Items listed in a dataset:
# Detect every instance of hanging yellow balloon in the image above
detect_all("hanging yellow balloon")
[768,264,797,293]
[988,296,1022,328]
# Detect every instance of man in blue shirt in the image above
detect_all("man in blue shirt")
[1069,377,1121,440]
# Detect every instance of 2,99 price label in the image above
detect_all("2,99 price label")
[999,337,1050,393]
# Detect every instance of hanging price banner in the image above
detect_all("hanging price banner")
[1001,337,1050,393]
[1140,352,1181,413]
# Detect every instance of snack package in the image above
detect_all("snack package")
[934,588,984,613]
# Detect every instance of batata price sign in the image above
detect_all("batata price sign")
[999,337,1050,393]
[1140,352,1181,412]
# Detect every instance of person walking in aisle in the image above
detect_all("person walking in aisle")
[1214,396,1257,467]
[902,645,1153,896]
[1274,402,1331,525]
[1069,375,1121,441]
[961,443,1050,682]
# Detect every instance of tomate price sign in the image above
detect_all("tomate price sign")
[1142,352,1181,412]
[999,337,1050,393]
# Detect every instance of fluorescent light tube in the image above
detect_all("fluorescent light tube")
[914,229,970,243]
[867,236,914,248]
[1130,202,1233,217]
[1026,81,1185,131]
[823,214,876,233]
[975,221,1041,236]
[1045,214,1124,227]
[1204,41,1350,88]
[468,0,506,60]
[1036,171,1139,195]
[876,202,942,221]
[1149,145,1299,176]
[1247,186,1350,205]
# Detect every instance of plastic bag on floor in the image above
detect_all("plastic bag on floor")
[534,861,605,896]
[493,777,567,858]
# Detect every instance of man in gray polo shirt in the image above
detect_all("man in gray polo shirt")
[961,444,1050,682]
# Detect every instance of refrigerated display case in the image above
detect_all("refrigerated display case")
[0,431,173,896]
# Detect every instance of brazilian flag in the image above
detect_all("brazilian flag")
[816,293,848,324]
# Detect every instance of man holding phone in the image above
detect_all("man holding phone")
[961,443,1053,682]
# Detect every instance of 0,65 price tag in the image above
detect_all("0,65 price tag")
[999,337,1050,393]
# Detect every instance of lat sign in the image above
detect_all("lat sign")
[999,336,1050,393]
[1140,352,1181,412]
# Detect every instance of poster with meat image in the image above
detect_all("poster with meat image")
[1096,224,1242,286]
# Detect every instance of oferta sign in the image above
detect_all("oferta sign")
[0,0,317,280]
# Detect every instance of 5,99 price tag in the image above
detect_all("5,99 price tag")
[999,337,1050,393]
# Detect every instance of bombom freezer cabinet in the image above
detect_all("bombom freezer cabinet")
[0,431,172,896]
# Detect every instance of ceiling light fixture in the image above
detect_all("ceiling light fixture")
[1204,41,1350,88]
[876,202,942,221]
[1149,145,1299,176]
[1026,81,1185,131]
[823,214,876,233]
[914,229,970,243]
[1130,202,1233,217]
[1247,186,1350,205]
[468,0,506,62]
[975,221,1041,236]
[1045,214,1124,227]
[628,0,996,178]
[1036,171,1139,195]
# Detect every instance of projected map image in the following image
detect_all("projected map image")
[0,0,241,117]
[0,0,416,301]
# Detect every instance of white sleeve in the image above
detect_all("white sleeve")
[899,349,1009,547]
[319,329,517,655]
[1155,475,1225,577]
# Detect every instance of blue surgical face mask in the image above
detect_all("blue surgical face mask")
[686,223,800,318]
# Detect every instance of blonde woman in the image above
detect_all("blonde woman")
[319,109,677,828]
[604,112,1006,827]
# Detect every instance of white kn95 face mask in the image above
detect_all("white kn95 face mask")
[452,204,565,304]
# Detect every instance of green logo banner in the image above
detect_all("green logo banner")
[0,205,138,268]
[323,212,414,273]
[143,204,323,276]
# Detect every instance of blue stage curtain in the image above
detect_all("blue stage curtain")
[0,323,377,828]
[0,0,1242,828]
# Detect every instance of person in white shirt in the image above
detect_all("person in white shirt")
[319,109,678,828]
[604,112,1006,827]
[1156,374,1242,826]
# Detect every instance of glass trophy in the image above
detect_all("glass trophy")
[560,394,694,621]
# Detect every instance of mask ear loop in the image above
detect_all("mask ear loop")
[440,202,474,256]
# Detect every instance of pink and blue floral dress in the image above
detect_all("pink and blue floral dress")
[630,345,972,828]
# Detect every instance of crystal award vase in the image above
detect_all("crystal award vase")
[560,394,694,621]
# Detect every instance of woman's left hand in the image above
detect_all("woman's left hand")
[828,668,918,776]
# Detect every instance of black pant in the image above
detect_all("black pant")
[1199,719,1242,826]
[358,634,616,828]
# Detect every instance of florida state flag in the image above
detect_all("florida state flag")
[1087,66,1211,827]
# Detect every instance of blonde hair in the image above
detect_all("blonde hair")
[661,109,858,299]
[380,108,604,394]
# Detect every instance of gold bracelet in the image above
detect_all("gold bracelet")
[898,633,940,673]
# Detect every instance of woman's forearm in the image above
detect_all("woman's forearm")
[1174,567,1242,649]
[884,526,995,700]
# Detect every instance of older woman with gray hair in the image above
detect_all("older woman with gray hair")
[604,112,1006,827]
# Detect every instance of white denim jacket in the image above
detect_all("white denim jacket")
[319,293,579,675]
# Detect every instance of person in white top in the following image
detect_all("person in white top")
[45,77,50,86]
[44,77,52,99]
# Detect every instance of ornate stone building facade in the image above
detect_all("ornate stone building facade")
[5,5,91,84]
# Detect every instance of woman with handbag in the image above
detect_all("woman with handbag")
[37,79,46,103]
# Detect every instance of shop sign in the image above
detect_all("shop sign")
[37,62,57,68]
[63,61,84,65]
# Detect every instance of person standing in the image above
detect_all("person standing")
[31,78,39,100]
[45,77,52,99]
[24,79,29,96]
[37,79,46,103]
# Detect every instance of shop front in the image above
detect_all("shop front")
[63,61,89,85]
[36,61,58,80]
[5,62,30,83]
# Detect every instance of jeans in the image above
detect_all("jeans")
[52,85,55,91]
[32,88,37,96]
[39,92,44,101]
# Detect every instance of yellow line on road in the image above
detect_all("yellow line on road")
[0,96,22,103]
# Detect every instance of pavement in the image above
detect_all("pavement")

GIVEN EXERCISE -
The records above need to be transcribed in full. Keep every character unchanged.

ANSWER TO THIS PROBLEM -
# Detect every instance of hanging yellow balloon in the image above
detect_all("hanging yellow balloon")
[768,264,797,293]
[988,296,1022,328]
# Detect every instance of man in blue shirt in the image above
detect_all("man in blue shirt")
[1069,377,1121,440]
# Detect every instance of 2,99 price label in the image above
detect_all("2,99 price label")
[999,337,1050,393]
# Detect every instance of hanging price banner in the image above
detect_all("hanging price banner")
[1001,337,1050,393]
[1140,352,1181,413]
# Detect every instance of snack package in the image above
detect_all("snack package")
[934,588,984,613]
# Detect every instance of batata price sign in the image above
detect_all("batata price sign")
[999,337,1050,393]
[1140,352,1181,412]
# Detect every instance of person walking in aisle in the image above
detect_all("person walking in aisle")
[1214,396,1257,467]
[902,645,1153,896]
[1274,402,1331,525]
[1069,375,1121,441]
[961,443,1050,682]
# Detect every instance of tomate price sign in the image above
detect_all("tomate price sign")
[1142,352,1181,412]
[999,337,1050,393]
# Detect every instance of fluorescent light tube in the image above
detect_all("fluorescent light tube")
[914,229,970,243]
[867,236,914,248]
[1130,202,1233,217]
[1026,81,1185,131]
[823,214,876,233]
[975,221,1041,236]
[1045,214,1124,227]
[1204,41,1350,88]
[468,0,506,60]
[1036,171,1139,195]
[876,202,942,221]
[1149,145,1299,176]
[1247,186,1350,205]
# Detect every instance of plastic bag on floor in the image above
detect_all("plastic bag on floor")
[534,861,605,896]
[493,777,567,858]
# Detect every instance of man in gray polo shirt in the image above
detect_all("man in gray polo shirt")
[961,444,1050,682]
# Detect every instance of refrigerated display case in the image above
detect_all("refrigerated display case")
[0,431,173,896]
# Detect every instance of brazilian flag in the image above
detect_all("brazilian flag")
[816,293,848,324]
# Detect every instance of man holding phone in the image above
detect_all("man holding phone")
[961,443,1053,682]
# Detect every instance of 0,65 price tag in the image above
detect_all("0,65 price tag")
[999,337,1050,393]
# Detect every instance of lat sign in the image above
detect_all("lat sign")
[999,336,1050,393]
[1140,352,1181,412]
# Detect every instance of poster with meat image in the image above
detect_all("poster with meat image")
[1096,224,1242,286]
# Detect every instance of oferta sign in the image above
detect_all("oferta sign")
[0,0,317,280]
# Detect every instance of 5,99 price tag in the image above
detect_all("5,99 price tag")
[999,337,1050,393]
# Detect every instance of bombom freezer cabinet in the image above
detect_all("bombom freezer cabinet")
[0,431,172,896]
# Detect every instance of ceiling light fixture in the image above
detect_all("ceiling light fixture")
[1204,41,1350,88]
[876,202,942,221]
[1149,145,1299,176]
[1026,81,1185,131]
[823,214,876,233]
[914,229,970,243]
[1130,202,1233,217]
[1247,186,1350,205]
[468,0,506,62]
[975,221,1041,236]
[1045,214,1124,227]
[628,0,996,178]
[1036,171,1139,195]
# Detect every instance of projected map image in the following image
detect_all("projected map image")
[0,0,241,117]
[0,0,416,301]
# Detect every instance of white sleeve in the image above
detect_all("white sleeve")
[899,349,1009,547]
[319,329,517,655]
[1155,475,1225,577]
# Detect every instance of blue surgical face mask in the image above
detect_all("blue surgical face mask")
[686,223,800,318]
# Detect every instance of blonde woman in the image above
detect_all("blonde woman")
[319,109,677,828]
[604,112,1006,827]
# Detect every instance of white kn95 face mask in the image above
detect_all("white kn95 face mask")
[452,204,565,304]
# Detect every instance of green logo banner in the image above
detect_all("green logo banner")
[0,205,138,268]
[323,212,414,273]
[143,204,323,276]
# Detect every instance of blue stage curtain in the image above
detect_all("blue stage curtain")
[0,323,377,828]
[0,0,1242,828]
# Detect every instance of person in white shirt in the image above
detect_all("person in white shirt")
[319,109,678,828]
[604,112,1006,827]
[1156,374,1242,826]
# Detect every instance of glass trophy in the image above
detect_all("glass trophy")
[560,394,694,621]
# Detect every instance of mask ear loop in the image above
detect_all("mask ear loop")
[440,202,474,256]
# Detect every instance of pink and blue floral dress in the image above
detect_all("pink and blue floral dress")
[630,345,972,828]
# Detect every instance of crystal award vase in the image above
detect_all("crystal award vase")
[560,394,694,621]
# Detect every instance of woman's left hand in the image above
detect_all("woman's left hand")
[828,668,918,776]
# Detect every instance of black pant in the image above
detect_all("black pant")
[1199,719,1242,826]
[358,634,616,828]
# Detect every instance of florida state flag in the image above
detect_all("florida state flag")
[1087,66,1211,827]
# Detect every instance of blonde hair in the image above
detect_all("blonde hair")
[661,109,858,299]
[380,108,604,394]
# Detect every instance of gold bracelet in the image above
detect_all("gold bracelet")
[898,633,940,673]
# Detect every instance of woman's forearm in the image above
detect_all("woman's forearm")
[1174,567,1242,649]
[884,526,995,700]
# Detect every instance of older woman with gray hair in the image above
detect_all("older woman with gray hair")
[604,112,1006,827]
# Detect every instance of white denim jacket in the image above
detect_all("white denim jacket")
[319,293,579,675]
# Detect every instance of person in white top in the following image
detect_all("person in white top")
[45,77,50,86]
[44,77,52,99]
# Detect every instance of ornate stone building facade in the image above
detect_all("ornate stone building facade")
[5,5,91,84]
# Detect every instance of woman with handbag in the image above
detect_all("woman with handbag")
[37,79,46,103]
# Detect every instance of shop sign in the image above
detect_all("shop sign")
[37,62,57,68]
[63,61,84,65]
# Detect every instance of person standing in the image above
detect_all("person standing")
[31,78,39,100]
[45,77,52,99]
[24,79,29,96]
[37,79,46,103]
# Detect every instance of shop front in the image above
detect_all("shop front")
[63,61,89,85]
[36,61,58,80]
[5,62,30,83]
# Detect every instance of jeans in the image above
detect_all("jeans")
[52,85,55,91]
[32,88,37,96]
[39,92,44,101]
# Detect every instance of yellow line on road in the image above
detect_all("yellow line on road")
[0,96,22,103]
# Detect every instance of pavement in the image above
detect_all("pavement")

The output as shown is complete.